--- Work item ---
In the article on health insurer profits, by what percentage did the combined profit of the six largest U.S. health insurers in the second quarter of 2017 exceed the same period the year before?

--- Selected excerpt ---
While many people assume that the health insurance market is in a state of stasis while various political battles wage on in Washington D.C., that simply isn’t the truth. Even though the future of health care litigation remains in doubt, the country’s largest health insurers reported strong profits in the second quarter of 2017.
In total, the six largest health insurers in the country reported a combined profit of roughly $6 billion dollars during Q2. That’s a 29% increase over profits from the same time last year. Of those six companies, Aetna, Humana, and Ciga all saw profits up 45% from the previous year. UnitedHealth Group and Centene all saw their profits rise about 25% in the same time period, and Anthem saw an increase of 2%. All of this growth allowed each of these insurers to reach record stock highs over the summer.
There are a number of factors driving this growth. Primarily boosts from government health plans like Medicare and Medicaid, as well as falling medical costs. Aetna, derives more than half of its revenue from government plans. With such massive numbers riding on policy decisions in Washington, the consensus among insurers now, is that the most profitable decision is to wait it out as long as possible wherever the ACA is concerned.
The increasingly popular high-deductible health insurance plans have played a major role in driving medical costs down. If this trend continues, we can expect to see more and more high-deductible plans advertised to the general market.
All of this has to be considered with one huge caveat—the political climate could turn all of this upside down any day. With the 2018 ACA markets slated to open in less than three months, many major insurers are waiting to release their ACA compliant plans as most are uncertain what steps the Trump administration will take in these next weeks.

--- Stored data ---
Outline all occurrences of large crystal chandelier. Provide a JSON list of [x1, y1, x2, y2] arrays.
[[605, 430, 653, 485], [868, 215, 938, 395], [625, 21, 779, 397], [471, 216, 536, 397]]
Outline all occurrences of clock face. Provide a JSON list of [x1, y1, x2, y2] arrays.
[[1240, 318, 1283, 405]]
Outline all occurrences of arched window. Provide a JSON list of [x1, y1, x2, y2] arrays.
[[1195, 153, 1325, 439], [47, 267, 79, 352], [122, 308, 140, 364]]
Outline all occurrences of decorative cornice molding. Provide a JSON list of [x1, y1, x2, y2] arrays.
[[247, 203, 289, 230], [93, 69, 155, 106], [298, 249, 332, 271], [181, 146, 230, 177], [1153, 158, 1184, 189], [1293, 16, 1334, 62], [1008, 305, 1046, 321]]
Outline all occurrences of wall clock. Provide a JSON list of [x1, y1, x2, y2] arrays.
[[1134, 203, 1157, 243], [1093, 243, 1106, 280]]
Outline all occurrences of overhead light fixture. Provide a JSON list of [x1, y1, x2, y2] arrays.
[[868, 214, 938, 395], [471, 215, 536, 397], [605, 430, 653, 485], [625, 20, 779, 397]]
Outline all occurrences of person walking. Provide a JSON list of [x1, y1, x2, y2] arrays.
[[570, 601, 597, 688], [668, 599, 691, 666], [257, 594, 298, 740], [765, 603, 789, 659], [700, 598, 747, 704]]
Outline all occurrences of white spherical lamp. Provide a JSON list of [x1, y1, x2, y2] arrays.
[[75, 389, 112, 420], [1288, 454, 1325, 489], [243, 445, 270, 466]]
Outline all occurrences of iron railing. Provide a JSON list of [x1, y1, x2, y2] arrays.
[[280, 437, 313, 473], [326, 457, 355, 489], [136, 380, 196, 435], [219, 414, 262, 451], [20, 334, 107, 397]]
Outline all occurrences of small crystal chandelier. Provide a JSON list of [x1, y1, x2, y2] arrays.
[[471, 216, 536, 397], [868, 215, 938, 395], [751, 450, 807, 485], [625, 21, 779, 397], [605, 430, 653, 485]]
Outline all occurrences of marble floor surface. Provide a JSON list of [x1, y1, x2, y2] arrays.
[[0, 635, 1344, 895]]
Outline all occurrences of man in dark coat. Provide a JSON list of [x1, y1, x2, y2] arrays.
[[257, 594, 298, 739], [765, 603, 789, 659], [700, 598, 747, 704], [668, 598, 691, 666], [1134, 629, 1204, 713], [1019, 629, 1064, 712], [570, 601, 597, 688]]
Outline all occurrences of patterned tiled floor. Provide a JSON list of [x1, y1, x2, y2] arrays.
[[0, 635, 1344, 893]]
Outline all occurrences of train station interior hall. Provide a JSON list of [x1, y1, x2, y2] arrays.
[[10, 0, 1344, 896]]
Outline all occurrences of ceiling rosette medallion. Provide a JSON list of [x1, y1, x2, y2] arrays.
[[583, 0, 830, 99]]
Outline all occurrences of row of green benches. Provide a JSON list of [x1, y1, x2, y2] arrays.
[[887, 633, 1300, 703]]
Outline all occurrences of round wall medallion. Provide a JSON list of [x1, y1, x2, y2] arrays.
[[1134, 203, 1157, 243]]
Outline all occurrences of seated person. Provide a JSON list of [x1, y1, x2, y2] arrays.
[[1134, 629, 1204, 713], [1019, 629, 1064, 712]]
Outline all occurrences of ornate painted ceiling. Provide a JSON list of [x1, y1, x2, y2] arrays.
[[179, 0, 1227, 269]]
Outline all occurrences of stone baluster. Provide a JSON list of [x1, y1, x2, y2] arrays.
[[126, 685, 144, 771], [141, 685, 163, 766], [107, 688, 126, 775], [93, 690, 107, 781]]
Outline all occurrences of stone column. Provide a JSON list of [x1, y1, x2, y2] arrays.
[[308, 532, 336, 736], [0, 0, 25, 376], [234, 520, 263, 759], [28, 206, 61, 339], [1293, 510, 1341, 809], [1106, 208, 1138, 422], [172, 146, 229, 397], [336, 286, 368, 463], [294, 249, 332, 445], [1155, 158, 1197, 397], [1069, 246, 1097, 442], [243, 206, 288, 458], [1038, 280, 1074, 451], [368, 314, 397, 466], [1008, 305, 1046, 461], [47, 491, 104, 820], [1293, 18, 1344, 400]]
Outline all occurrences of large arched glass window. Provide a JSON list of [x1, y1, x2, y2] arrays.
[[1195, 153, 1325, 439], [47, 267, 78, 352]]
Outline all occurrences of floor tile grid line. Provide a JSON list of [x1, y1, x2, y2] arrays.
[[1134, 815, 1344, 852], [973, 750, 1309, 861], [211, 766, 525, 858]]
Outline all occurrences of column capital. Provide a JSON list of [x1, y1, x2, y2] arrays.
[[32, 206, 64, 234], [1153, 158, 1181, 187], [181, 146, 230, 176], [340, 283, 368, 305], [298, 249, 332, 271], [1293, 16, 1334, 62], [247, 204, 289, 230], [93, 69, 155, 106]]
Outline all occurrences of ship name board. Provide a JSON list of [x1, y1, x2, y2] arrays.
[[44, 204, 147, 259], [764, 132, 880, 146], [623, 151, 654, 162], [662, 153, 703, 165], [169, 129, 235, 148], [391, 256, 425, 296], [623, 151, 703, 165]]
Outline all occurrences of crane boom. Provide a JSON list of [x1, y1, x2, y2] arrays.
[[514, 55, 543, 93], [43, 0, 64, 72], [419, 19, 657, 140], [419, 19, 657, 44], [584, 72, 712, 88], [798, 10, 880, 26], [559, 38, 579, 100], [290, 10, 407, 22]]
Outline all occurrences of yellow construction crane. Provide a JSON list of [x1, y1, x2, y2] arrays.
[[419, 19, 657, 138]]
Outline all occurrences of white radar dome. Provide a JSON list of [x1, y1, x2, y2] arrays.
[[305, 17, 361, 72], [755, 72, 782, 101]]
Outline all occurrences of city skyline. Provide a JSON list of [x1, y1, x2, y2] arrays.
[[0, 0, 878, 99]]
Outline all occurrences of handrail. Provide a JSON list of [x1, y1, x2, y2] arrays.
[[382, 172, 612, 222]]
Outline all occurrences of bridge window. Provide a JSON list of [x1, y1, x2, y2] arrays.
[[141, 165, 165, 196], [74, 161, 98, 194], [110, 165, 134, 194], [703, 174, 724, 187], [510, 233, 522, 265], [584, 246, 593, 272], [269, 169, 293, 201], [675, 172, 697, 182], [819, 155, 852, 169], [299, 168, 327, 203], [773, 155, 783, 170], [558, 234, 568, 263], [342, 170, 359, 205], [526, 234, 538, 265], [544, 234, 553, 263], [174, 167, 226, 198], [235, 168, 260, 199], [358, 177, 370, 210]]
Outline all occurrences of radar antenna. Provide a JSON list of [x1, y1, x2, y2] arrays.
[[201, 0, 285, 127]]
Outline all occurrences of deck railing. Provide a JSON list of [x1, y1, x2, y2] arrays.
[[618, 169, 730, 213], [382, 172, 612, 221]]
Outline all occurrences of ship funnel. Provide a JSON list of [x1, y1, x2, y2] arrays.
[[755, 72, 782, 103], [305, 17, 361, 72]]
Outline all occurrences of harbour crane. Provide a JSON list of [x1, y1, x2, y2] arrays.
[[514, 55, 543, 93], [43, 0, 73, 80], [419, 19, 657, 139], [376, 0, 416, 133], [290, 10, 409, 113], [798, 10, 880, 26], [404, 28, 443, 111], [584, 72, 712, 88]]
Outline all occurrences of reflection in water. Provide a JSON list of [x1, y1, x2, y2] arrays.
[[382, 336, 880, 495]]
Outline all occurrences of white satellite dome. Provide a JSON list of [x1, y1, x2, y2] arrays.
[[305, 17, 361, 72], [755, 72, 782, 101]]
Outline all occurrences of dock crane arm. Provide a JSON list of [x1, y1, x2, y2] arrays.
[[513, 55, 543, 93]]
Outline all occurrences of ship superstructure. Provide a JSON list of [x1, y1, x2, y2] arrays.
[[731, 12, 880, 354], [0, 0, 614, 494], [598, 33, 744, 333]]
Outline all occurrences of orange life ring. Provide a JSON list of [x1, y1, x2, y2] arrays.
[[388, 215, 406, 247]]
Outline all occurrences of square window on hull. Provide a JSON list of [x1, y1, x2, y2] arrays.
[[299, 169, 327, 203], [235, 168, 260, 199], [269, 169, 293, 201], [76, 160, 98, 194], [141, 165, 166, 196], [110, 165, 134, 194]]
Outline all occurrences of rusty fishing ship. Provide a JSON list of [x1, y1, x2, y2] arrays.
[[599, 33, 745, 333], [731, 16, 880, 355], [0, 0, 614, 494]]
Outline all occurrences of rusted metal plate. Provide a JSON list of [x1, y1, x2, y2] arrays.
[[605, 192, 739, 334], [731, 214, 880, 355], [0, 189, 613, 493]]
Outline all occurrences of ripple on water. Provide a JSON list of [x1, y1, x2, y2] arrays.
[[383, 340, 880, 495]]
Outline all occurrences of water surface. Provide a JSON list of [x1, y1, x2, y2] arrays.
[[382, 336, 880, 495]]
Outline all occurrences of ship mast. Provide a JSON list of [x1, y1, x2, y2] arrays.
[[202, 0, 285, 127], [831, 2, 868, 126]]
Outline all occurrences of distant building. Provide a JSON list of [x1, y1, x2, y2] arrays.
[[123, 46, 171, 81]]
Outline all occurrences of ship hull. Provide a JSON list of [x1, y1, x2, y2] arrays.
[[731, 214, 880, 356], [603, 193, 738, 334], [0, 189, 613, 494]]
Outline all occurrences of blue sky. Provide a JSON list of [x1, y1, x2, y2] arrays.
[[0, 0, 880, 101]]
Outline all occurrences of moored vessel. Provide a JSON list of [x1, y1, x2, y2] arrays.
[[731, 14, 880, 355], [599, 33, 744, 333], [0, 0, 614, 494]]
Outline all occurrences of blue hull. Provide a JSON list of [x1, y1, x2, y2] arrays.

--- Response to this exercise ---
29%